_DIRECTIVE_:
Could you lay out the items below as a two-column CSV with columns named "prompt" and "boxes", one row per item, giving its text and its answer each in a single quoted field with line breaks replaced by spaces, and leaving the pictures out?

_RECORDS_:
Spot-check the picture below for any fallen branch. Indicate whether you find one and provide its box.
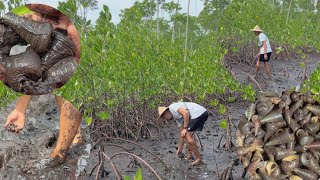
[109,152,162,180]
[99,136,169,171]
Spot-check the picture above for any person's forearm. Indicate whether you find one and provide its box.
[15,95,31,113]
[178,127,184,150]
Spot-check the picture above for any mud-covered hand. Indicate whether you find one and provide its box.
[4,109,26,133]
[181,129,187,137]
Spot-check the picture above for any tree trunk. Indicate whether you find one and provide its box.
[286,0,292,26]
[171,0,179,44]
[157,0,160,40]
[182,0,190,98]
[183,0,190,62]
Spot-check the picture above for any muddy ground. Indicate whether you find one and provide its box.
[1,56,319,180]
[0,95,90,180]
[80,55,320,180]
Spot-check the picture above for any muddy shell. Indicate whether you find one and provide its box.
[1,12,53,53]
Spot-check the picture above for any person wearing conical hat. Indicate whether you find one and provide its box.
[251,25,272,79]
[158,102,208,166]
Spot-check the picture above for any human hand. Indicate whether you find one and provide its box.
[181,129,187,137]
[4,109,26,133]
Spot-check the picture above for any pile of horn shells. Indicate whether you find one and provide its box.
[237,90,320,180]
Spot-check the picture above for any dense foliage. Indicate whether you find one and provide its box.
[0,0,320,126]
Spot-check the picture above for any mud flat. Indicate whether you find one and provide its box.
[0,95,91,180]
[81,55,319,180]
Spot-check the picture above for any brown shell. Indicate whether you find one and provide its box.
[2,12,53,53]
[293,168,318,180]
[265,130,294,146]
[6,47,41,94]
[300,152,320,176]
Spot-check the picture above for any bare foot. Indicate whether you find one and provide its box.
[191,158,203,166]
[4,110,26,133]
[20,157,65,175]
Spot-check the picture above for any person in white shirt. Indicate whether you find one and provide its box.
[158,102,208,166]
[251,25,272,79]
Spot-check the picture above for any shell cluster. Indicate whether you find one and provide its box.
[0,12,78,95]
[237,90,320,180]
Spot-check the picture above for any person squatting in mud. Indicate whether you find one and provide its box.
[158,102,208,166]
[251,25,272,79]
[0,4,82,172]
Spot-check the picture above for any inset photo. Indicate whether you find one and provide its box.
[0,4,80,95]
[0,94,91,179]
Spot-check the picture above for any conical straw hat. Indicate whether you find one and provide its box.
[251,25,263,32]
[158,106,168,117]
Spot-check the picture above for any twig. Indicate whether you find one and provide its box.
[101,152,121,180]
[109,152,162,180]
[99,136,169,171]
[242,70,263,92]
[217,134,224,148]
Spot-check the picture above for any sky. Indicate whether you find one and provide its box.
[29,0,203,24]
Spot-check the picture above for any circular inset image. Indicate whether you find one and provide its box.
[0,4,80,95]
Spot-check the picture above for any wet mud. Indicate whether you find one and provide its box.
[0,95,91,180]
[76,56,319,180]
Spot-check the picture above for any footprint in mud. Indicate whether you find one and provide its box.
[20,158,69,175]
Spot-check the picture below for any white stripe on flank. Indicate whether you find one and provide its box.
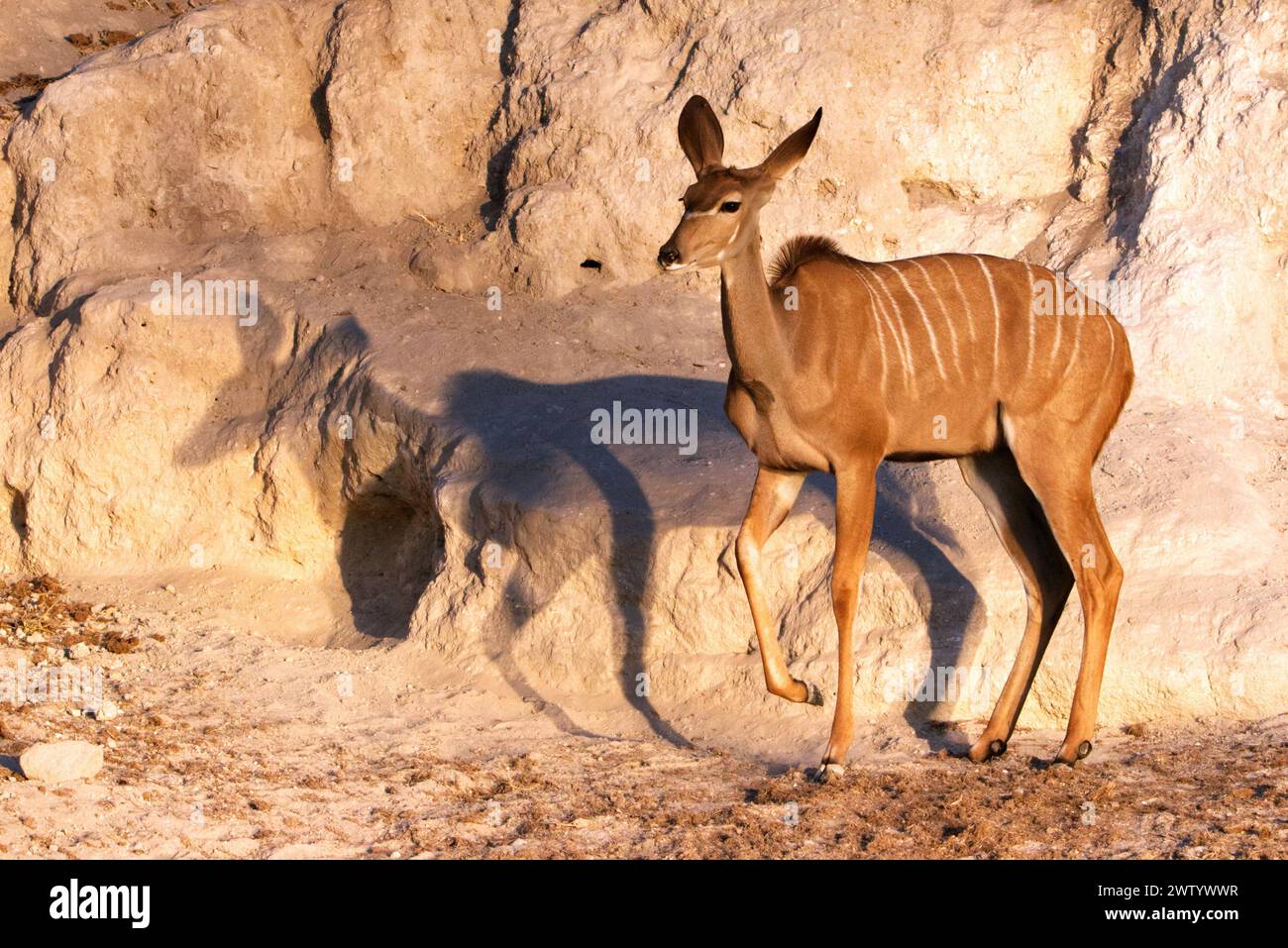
[854,266,917,398]
[868,269,917,393]
[1024,261,1038,376]
[881,263,948,381]
[939,257,979,343]
[909,258,966,378]
[1098,306,1116,378]
[971,254,1002,378]
[1056,296,1083,381]
[854,270,889,395]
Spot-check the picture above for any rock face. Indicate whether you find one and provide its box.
[0,0,1288,724]
[18,741,103,784]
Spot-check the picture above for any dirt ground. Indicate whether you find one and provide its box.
[0,578,1288,859]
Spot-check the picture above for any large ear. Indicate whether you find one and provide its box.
[679,95,724,175]
[760,108,823,180]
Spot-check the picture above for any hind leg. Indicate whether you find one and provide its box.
[1012,419,1124,764]
[958,447,1073,763]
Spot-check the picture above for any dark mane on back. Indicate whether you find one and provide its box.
[769,233,846,286]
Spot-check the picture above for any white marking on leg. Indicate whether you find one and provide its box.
[881,263,948,381]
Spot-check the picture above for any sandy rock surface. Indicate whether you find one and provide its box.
[18,741,103,784]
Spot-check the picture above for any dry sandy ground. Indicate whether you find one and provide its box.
[0,578,1288,859]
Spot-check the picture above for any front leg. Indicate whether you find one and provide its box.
[818,463,877,784]
[734,467,810,702]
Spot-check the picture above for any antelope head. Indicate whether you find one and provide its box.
[657,95,823,271]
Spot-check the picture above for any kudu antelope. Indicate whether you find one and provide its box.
[658,97,1132,781]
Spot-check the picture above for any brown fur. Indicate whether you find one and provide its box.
[658,97,1132,780]
[769,233,851,286]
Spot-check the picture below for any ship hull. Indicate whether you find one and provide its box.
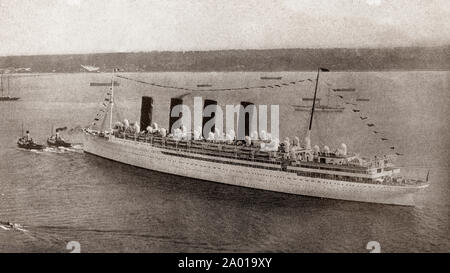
[83,134,425,206]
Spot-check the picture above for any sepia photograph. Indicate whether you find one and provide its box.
[0,0,450,260]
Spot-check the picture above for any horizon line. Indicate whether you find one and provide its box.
[0,43,450,58]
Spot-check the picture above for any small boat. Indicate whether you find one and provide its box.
[89,81,120,86]
[17,137,45,150]
[260,76,281,80]
[333,88,356,92]
[0,74,19,101]
[292,105,345,112]
[47,135,72,148]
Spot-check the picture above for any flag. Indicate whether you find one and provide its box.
[55,126,67,132]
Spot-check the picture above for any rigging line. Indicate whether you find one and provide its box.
[115,75,312,92]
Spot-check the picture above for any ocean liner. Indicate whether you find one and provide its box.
[83,68,429,205]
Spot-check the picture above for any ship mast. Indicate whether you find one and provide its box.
[109,68,116,133]
[306,67,330,146]
[0,72,3,97]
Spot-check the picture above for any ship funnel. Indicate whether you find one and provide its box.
[194,126,202,140]
[339,143,347,155]
[313,145,320,154]
[123,119,130,128]
[259,130,268,140]
[305,131,311,150]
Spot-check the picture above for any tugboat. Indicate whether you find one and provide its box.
[17,131,45,150]
[47,128,72,148]
[0,73,19,101]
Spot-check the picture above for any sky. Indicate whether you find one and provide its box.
[0,0,450,56]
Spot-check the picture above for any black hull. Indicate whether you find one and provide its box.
[47,140,72,148]
[17,143,45,150]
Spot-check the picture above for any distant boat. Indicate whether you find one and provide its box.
[89,81,120,86]
[333,88,356,92]
[292,105,345,112]
[292,89,345,112]
[0,74,19,101]
[81,64,100,72]
[260,76,281,80]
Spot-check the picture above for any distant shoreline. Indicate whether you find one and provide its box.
[0,45,450,74]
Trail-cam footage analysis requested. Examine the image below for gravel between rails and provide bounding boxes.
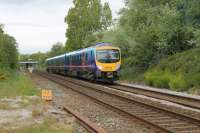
[32,74,148,133]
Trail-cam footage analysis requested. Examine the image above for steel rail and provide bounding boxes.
[35,73,200,133]
[114,83,200,109]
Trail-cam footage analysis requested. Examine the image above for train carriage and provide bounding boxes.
[46,43,121,82]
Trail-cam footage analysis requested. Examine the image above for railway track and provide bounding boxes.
[109,83,200,109]
[35,72,200,133]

_SOLUTION FOR THIS EXERCISE_:
prompt,boxes
"Spot-check the picture below for any fallen branch. Indicate whether you find one and provide its box.","[109,152,162,180] [99,136,169,171]"
"Spot-check the picture above for any person's forearm. Indicate whether you find one and provide its box.","[15,95,31,113] [178,127,184,150]"
"Spot-check the picture above for any mud-covered hand. Indicate whether you find one and provide its box.","[4,109,26,133] [181,129,187,137]"
"Spot-check the picture above for any tree trunk. Indicate whether you find one and provide its box.","[286,0,292,26] [171,0,179,44] [157,0,160,40] [182,0,190,98] [183,0,190,62]"
"Spot-check the picture above for any muddy ground. Indicate whether you find one and provide its box.","[1,56,319,180] [0,95,90,180] [80,55,320,180]"
"Spot-check the picture above for any muddy shell. Indicate whether you find one and provide its box.","[1,12,53,53]"
"Spot-check the picture above for any person wearing conical hat. Indicate whether you find one and provide its box.","[251,25,272,79] [158,102,208,166]"
"Spot-check the picture above for any human hand. Indicate whether you find one and provide its box.","[181,129,187,137] [4,109,26,133]"
"Spot-check the picture above for any pile of horn shells. Indicate whether you find one and provide its box.","[237,90,320,180]"
"Spot-check the picture above for any dense foliage. Indicate whether you find one and provide its box.","[0,0,320,126]"
"Spot-check the picture above for any mud flat. Indicate whether you find one and provide its box.","[0,95,91,180] [81,55,319,180]"
"Spot-check the picture above for any brown shell. Indicate whether you find one and provide its box.","[2,12,53,53] [293,168,318,180] [265,130,294,146] [6,47,41,94] [300,152,320,176]"
"Spot-check the picture above for any bare foot. Indicate whether you find one and provide its box.","[191,158,203,166] [4,110,26,133] [20,157,65,175]"
"Spot-check the picture above for any person in white shirt. Indicate whether you find one and provide its box.","[158,102,208,166] [251,25,272,79]"
"Spot-check the picture above for any shell cluster. Indicate whether you find one and provide its box.","[0,12,78,95] [237,90,320,180]"
"Spot-check the picture above for any person squatting in mud. Indicate whether you find one and provide its box.","[158,102,208,166] [251,25,272,79] [0,4,82,172]"
"Spot-check the picture above for any inset photo. Indicate whether you find one and provide its box.","[0,4,80,95] [0,94,91,179]"
"Spot-check the picture above for any conical straw hat. Indicate whether you find one and provide its box.","[251,25,263,32] [158,106,168,117]"
"Spot-check the picture above for any twig. Indicate whether you find one and provide its box.","[101,152,121,180] [109,152,162,180] [99,136,169,171] [242,70,263,92] [217,134,224,148]"
"Spot-check the picture above for any sky. Indicate whether you find one and provide its box.","[29,0,203,24]"
"Spot-check the picture above for any circular inset image. Indicate whether you find one and provide its box.","[0,4,80,95]"
"Spot-check the picture above for any wet mud. Indicate whether you find one and provide its box.","[0,95,91,180] [76,56,319,180]"
"Spot-check the picture above for any footprint in mud. Indicate whether you find one and provide its box.","[20,158,69,175]"
"Spot-check the picture below for any white stripe on flank. Indicate whether you find one and provide its box.","[854,266,917,398] [868,269,917,393] [1024,261,1038,376] [881,263,948,381] [939,257,979,343] [909,258,966,378] [1098,306,1116,378] [971,254,1002,378] [1056,296,1083,381] [854,270,889,395]"
"Spot-check the picture above for any rock face. Indicate whether you find one and provide its box.","[0,0,1288,724] [18,741,103,784]"
"Spot-check the picture above for any dirt ground. Indicate whether you find one and provide its box.","[0,578,1288,859]"
"Spot-check the picture above for any large ear. Indicate whether you find one and provide its box.","[679,95,724,175] [760,108,823,180]"
"Spot-check the picture above for any hind leg. Indicate whether you find one and provide its box.","[1012,419,1124,764] [958,447,1073,763]"
"Spot-check the picture above for any dark mane on back. Indicate whether you find one and provide its box.","[769,233,846,286]"
"Spot-check the picture above for any white marking on leg. Indicate whether you find one and provide its box.","[881,263,948,381]"
"Spot-check the picture above for any sandy rock surface. Indicate whether you find one and provide its box.","[18,741,103,784]"
"Spot-check the picture above for any dry sandy ground. Indicate whether you find one and provide its box.","[0,578,1288,859]"
"Spot-check the picture above for any front leg. Indicate whether you find one and provide its box.","[818,463,877,784] [734,467,810,702]"
"Spot-check the picture above for any antelope head. Indicate whether you find one and provide its box.","[657,95,823,271]"
"Spot-check the picture above for any kudu antelope. Indicate whether you find one and provide its box.","[658,97,1132,781]"
"Spot-check the picture above for any brown fur. Indicate whether you find one and provide its box.","[658,97,1132,780] [769,233,851,286]"
"Spot-check the picture below for any ship hull. Indicate whether you find one and provide its box.","[83,134,425,206]"
"Spot-check the picture above for any sepia photograph. Indicate whether you find one and provide its box.","[0,0,450,260]"
"Spot-check the picture above for any horizon line. Indicate whether you find one and provide its box.","[0,43,450,58]"
"Spot-check the picture above for any small boat. Indicate whether you find one and provide its box.","[89,81,120,86] [17,137,45,150] [260,76,281,80] [333,88,356,92] [0,74,19,101] [292,105,345,112] [47,135,72,148]"
"Spot-check the picture above for any flag. Indicate whether you find one and provide its box.","[55,126,67,132]"
"Spot-check the picture above for any rigging line. Indicate whether you find one and provide its box.","[115,75,312,92]"
"Spot-check the picture above for any ocean liner. Indicate whether you find one and provide its box.","[83,68,429,205]"
"Spot-check the picture above for any ship mast. Indicate whether you find one and provide its box.","[109,68,116,133] [306,67,330,146] [0,72,3,97]"
"Spot-check the picture above for any ship funnel. Indicate whether you find one and provide its box.","[194,126,202,140] [339,143,347,155] [313,145,320,154] [123,119,130,128] [259,130,268,140] [305,131,311,150]"
"Spot-check the picture above for any tugboat. Indicate whether you find one and provide its box.","[17,131,45,150] [47,128,72,148] [0,73,19,101]"
"Spot-check the picture above for any sky. Indicate whether you find one and provide its box.","[0,0,450,56]"
"Spot-check the picture above for any black hull. Indicate whether you find one and provide its box.","[47,140,72,148] [17,143,45,150]"
"Spot-check the picture above for any distant boat. Indicate whether you find one and provide its box.","[89,81,120,86] [333,88,356,92] [292,105,345,112] [292,89,345,112] [0,74,19,101] [81,64,100,72] [260,76,281,80]"
"Spot-check the picture above for any distant shoreline. Indicate whether you find one and provide its box.","[0,45,450,74]"
"Trail-cam footage analysis requested. Examine the image below for gravel between rails and provide bounding boxes.","[32,74,148,133]"
"Trail-cam footage analysis requested. Examine the image above for steel rail and provide bounding boxes.","[35,73,200,133] [114,83,200,109]"
"Trail-cam footage analysis requested. Examine the image above for train carriage and provide bounding boxes.","[46,43,121,82]"
"Trail-cam footage analysis requested. Examine the image above for railway track and provide bounding boxes.","[109,83,200,109] [35,72,200,133]"